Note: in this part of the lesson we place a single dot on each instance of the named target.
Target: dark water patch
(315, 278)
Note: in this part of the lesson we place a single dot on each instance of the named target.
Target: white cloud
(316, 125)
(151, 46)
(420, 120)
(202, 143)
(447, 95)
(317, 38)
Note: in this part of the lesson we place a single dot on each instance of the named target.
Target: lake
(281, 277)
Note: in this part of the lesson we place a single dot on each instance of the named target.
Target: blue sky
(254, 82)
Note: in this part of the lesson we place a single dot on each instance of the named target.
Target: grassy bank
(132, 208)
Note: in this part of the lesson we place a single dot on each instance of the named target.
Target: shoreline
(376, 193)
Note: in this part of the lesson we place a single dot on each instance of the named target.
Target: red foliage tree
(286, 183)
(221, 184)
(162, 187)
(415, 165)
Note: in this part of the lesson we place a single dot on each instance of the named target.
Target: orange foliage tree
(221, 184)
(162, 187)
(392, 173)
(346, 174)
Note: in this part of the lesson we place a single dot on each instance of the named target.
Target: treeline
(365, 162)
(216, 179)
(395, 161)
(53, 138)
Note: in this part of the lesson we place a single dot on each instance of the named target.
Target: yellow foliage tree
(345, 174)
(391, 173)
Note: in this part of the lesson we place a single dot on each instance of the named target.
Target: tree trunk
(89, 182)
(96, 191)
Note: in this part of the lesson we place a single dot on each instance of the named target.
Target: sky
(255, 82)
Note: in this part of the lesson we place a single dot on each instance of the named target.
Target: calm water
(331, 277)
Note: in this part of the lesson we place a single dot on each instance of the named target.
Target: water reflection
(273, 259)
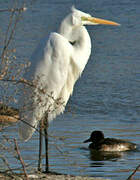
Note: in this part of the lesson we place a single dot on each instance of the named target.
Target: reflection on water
(107, 96)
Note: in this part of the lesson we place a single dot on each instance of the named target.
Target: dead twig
(20, 158)
(134, 172)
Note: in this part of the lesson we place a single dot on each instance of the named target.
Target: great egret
(56, 66)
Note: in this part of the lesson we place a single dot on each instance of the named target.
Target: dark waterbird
(100, 143)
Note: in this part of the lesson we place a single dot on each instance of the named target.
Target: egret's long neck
(80, 40)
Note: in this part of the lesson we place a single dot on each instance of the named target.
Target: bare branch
(20, 158)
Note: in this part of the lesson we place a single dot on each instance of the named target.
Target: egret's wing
(50, 71)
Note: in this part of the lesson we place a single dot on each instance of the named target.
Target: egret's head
(81, 18)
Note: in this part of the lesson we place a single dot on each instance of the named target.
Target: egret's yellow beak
(99, 21)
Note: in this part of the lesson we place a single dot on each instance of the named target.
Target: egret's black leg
(40, 146)
(46, 143)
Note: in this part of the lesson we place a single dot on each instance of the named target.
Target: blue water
(106, 97)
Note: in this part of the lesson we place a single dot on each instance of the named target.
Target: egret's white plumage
(56, 65)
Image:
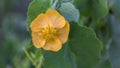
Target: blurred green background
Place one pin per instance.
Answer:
(14, 35)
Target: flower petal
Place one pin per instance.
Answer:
(56, 19)
(53, 45)
(64, 32)
(37, 40)
(40, 21)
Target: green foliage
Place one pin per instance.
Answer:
(92, 8)
(84, 45)
(36, 7)
(69, 11)
(56, 59)
(83, 48)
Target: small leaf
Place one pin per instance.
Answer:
(84, 45)
(36, 7)
(94, 8)
(69, 11)
(56, 59)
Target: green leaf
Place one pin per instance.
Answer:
(35, 8)
(69, 11)
(56, 59)
(104, 64)
(85, 47)
(93, 8)
(116, 10)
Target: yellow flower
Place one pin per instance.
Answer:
(49, 30)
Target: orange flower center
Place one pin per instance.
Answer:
(48, 33)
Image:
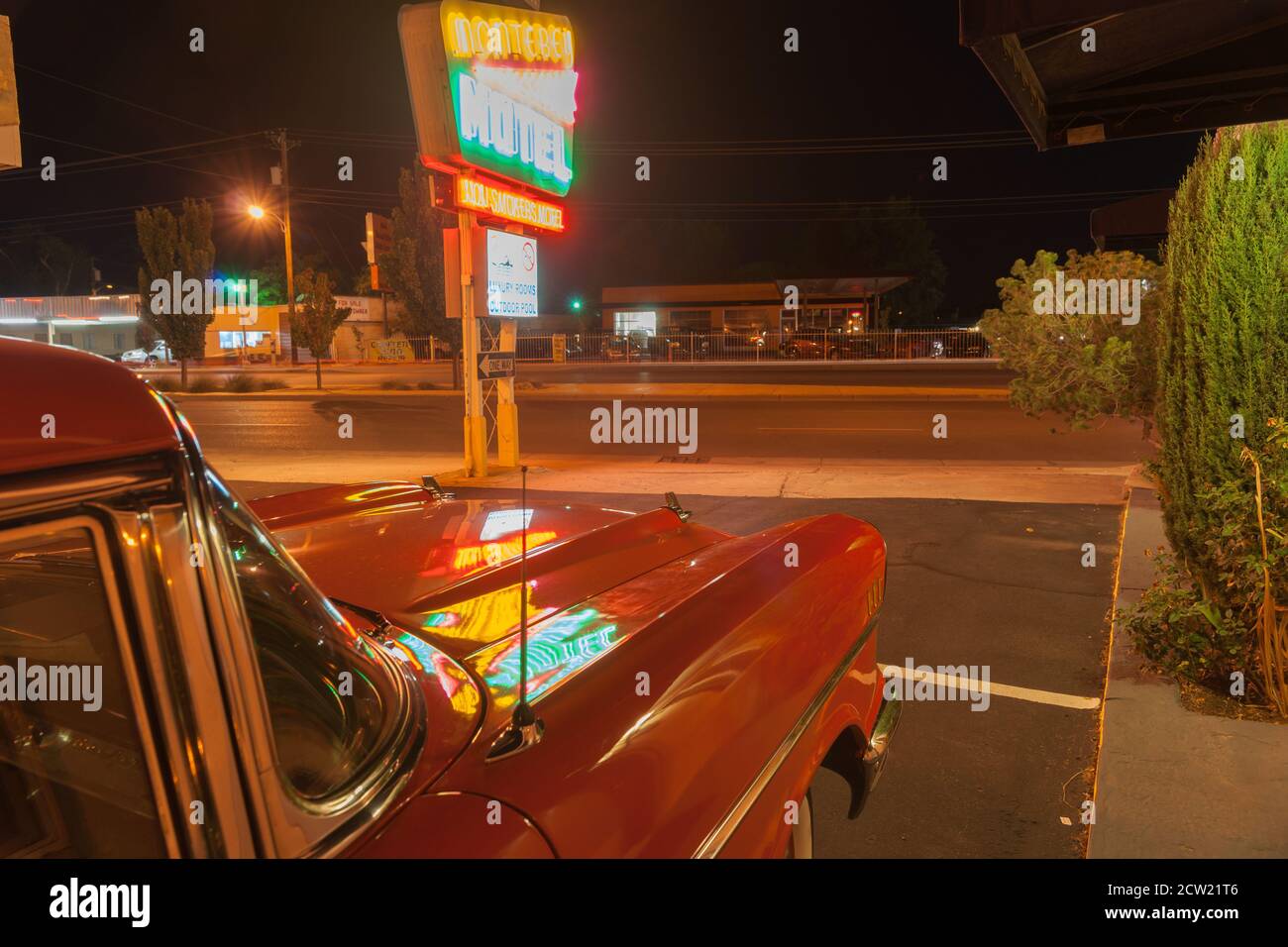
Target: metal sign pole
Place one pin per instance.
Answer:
(506, 408)
(476, 424)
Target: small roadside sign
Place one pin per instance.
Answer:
(496, 365)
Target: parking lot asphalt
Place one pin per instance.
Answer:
(970, 582)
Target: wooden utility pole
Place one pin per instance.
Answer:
(284, 146)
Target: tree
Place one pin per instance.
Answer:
(317, 316)
(270, 279)
(42, 263)
(413, 266)
(1214, 334)
(1077, 365)
(175, 247)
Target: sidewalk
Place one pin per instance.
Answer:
(635, 390)
(767, 476)
(1170, 783)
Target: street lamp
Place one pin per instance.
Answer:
(258, 213)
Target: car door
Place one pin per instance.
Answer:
(103, 749)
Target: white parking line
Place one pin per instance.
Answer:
(845, 431)
(1020, 693)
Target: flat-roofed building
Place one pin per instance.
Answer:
(851, 303)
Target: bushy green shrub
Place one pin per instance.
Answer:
(1210, 637)
(1078, 367)
(1223, 337)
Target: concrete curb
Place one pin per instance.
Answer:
(1172, 784)
(761, 476)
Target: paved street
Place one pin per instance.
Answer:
(858, 429)
(945, 371)
(969, 583)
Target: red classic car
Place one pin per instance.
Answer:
(335, 672)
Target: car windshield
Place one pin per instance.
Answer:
(335, 705)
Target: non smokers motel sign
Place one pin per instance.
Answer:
(492, 88)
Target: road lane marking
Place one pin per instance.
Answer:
(846, 431)
(1020, 693)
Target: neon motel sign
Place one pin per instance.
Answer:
(500, 201)
(511, 84)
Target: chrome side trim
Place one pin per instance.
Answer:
(717, 836)
(130, 661)
(287, 825)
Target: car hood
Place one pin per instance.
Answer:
(449, 571)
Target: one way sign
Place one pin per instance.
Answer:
(496, 365)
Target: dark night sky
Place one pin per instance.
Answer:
(651, 71)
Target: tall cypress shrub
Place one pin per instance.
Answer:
(1223, 330)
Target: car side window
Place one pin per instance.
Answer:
(333, 703)
(73, 776)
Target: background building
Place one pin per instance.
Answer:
(851, 303)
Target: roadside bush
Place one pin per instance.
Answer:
(1215, 337)
(1223, 337)
(249, 382)
(1076, 365)
(1206, 637)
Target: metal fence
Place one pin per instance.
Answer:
(608, 348)
(752, 347)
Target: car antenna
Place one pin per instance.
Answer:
(524, 728)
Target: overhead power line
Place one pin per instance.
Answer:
(117, 98)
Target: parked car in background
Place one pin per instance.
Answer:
(336, 672)
(160, 352)
(833, 346)
(626, 348)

* [Goal of the exercise]: Omit the pictures; restate every entry word for word.

* [Answer box]:
Note: in this part of the lesson we place a single dot on each instance of the named target.
Target: dark water patch
(315, 278)
Note: in this part of the lesson we place a single dot on each instance of the named target.
Target: white cloud
(316, 125)
(151, 46)
(420, 120)
(202, 143)
(447, 95)
(317, 38)
Note: in this part of the lesson we place a single dot on each instance of the named target.
Target: lake
(281, 277)
Note: in this part of the lesson we place a single dot on each instance of the named target.
Target: blue sky
(254, 82)
Note: in this part of the lesson we place a single dot on each instance of the named target.
Target: grassy bank
(132, 208)
Note: in this part of the lesson we place a single dot on each instance of the named target.
Target: shoreline
(376, 193)
Note: in this part of the lesson we place a single dot on each instance of the named target.
Target: red foliage tree
(286, 183)
(221, 184)
(162, 187)
(415, 165)
Note: in this part of the lesson we place a single dot on each instance of the named target.
Target: orange foliage tree
(221, 184)
(162, 187)
(392, 173)
(346, 174)
Note: in this part of the lesson we place a single dot on each instance of the named target.
Target: treeline
(365, 162)
(216, 179)
(395, 161)
(53, 138)
Note: in this part of the lesson we place a single dot on each instance of the named target.
Target: yellow foliage tree
(345, 174)
(391, 173)
Note: in this part of the lesson we place a single dot on each instance of the named target.
Target: tree trunk
(89, 182)
(96, 191)
Note: in this part of the lesson we place a single dot on each instance of the named target.
Target: sky
(255, 82)
Note: in this part of the lesson we place a single dot on each instance of the named target.
Target: calm water
(331, 277)
Note: in this part of the lesson we place a single dot on each instance of the named target.
Target: water reflection
(273, 259)
Note: in this part of the lesson we place a single dot on each instance of the named target.
Target: reflection on water
(107, 96)
Note: in this part of the lesson we place a single dot on each instance of the named target.
Target: dead twig
(20, 158)
(134, 172)
Note: in this part of the lesson we place a single dot on each instance of the named target.
Target: great egret
(56, 66)
Note: in this part of the lesson we place a single dot on each instance of the named target.
Target: dark waterbird
(100, 143)
Note: in this part of the lesson we place a single dot on each instance of the named target.
Target: egret's long neck
(80, 40)
Note: in this part of the lesson we place a single dot on each instance of the named target.
Target: bare branch
(20, 158)
Note: in this part of the lesson we place a single dot on each instance of the named target.
Target: egret's wing
(50, 71)
Note: in this part of the lesson we place a single dot on each instance of the named target.
Target: egret's head
(81, 18)
Note: in this part of the lesson we place a single dot on each instance of the named target.
Target: egret's yellow beak
(99, 21)
Note: in this part of the lesson we place a single dot on each instance of the named target.
Target: egret's black leg
(40, 146)
(46, 143)
Note: in this part of the lesson we place a single dot on each instance of the named target.
Target: blue water
(106, 97)
Note: in this part of the lesson we place a single dot on each instance of the named target.
Target: egret's white plumage
(56, 65)
Image:
Target: blurred green background
Place one pin per instance.
Answer:
(14, 35)
Target: flower petal
Place one pin per instance.
Answer:
(56, 19)
(53, 45)
(64, 32)
(37, 40)
(40, 21)
Target: green foliage
Place one pin per instance.
Answer:
(92, 8)
(84, 45)
(36, 7)
(69, 11)
(56, 59)
(83, 48)
Target: small leaf
Place one pin per instance.
Answer:
(84, 45)
(36, 7)
(94, 8)
(69, 11)
(56, 59)
Target: green leaf
Place one pin per instance.
Answer:
(35, 8)
(69, 11)
(56, 59)
(104, 64)
(85, 47)
(93, 8)
(116, 10)
Target: yellow flower
Place one pin per instance.
Answer:
(49, 30)
Target: orange flower center
Place one pin per instance.
Answer:
(48, 33)
Image:
Target: metal sign pole
Place one pin per instance.
Answer:
(506, 408)
(476, 424)
Target: small roadside sign
Place one pin per instance.
Answer:
(496, 365)
Target: parking lot asphalt
Place one pin per instance.
Answer:
(970, 582)
Target: wooden utility pole
Place one pin per instance.
Answer:
(284, 146)
Target: tree
Place one pin per instance.
Answer:
(317, 316)
(270, 279)
(42, 263)
(413, 266)
(1214, 334)
(1077, 365)
(175, 247)
Target: sidewalk
Place one pin per instance.
Answer:
(635, 390)
(767, 476)
(1170, 783)
Target: street lamp
Place one pin per instance.
Answer:
(258, 213)
Target: car door
Place one pin per instance.
Answer:
(103, 749)
Target: white parking line
Place one pin per instance.
Answer:
(845, 431)
(1020, 693)
Target: flat-roofed building
Place one pin per instance.
Answer:
(851, 303)
Target: bushy green shrub
Place one pin per instance.
Answer:
(1210, 637)
(1078, 367)
(1223, 337)
Target: concrete curb
Place one pin per instance.
Answer:
(1172, 784)
(761, 476)
Target: paved street
Place one pin per instance.
Answer:
(858, 429)
(945, 371)
(969, 583)
Target: red classic car
Place one pin per instance.
Answer:
(335, 672)
Target: car windshield
Place one pin per instance.
Answer:
(335, 705)
Target: non smokers motel sign
Place one pin per instance.
Answer:
(492, 88)
Target: road lane marking
Place one pin per instance.
Answer:
(846, 431)
(1020, 693)
Target: neon motel sign
Place one pin per instance.
Answer:
(500, 201)
(511, 84)
Target: chrome side trim
Place one pin per instance.
Answer:
(717, 836)
(130, 661)
(287, 825)
Target: car hood
Place one pin per instance.
Answer:
(449, 571)
Target: one way sign
Place one pin per instance.
Answer:
(496, 365)
Target: dark night sky
Place one pin per instance.
Answer:
(651, 71)
Target: tall cypress shrub
Place one pin per instance.
Answer:
(1223, 330)
Target: car side window
Place one pin per instance.
Answer:
(333, 703)
(73, 776)
Target: background building
Place one pin per instance.
Answer:
(851, 303)
Target: roadside bush
Place one pin per instance.
Answer:
(1215, 337)
(1223, 337)
(249, 382)
(1076, 365)
(1206, 637)
Target: metal fence
Place one pin per instance.
Answer:
(608, 348)
(752, 347)
Target: car antenna
Place one pin per instance.
Answer:
(524, 728)
Target: overhead power line
Place one pin per instance.
Answer:
(117, 98)
Target: parked car in background
Place one pin per instance.
Answer:
(336, 672)
(160, 352)
(833, 346)
(626, 348)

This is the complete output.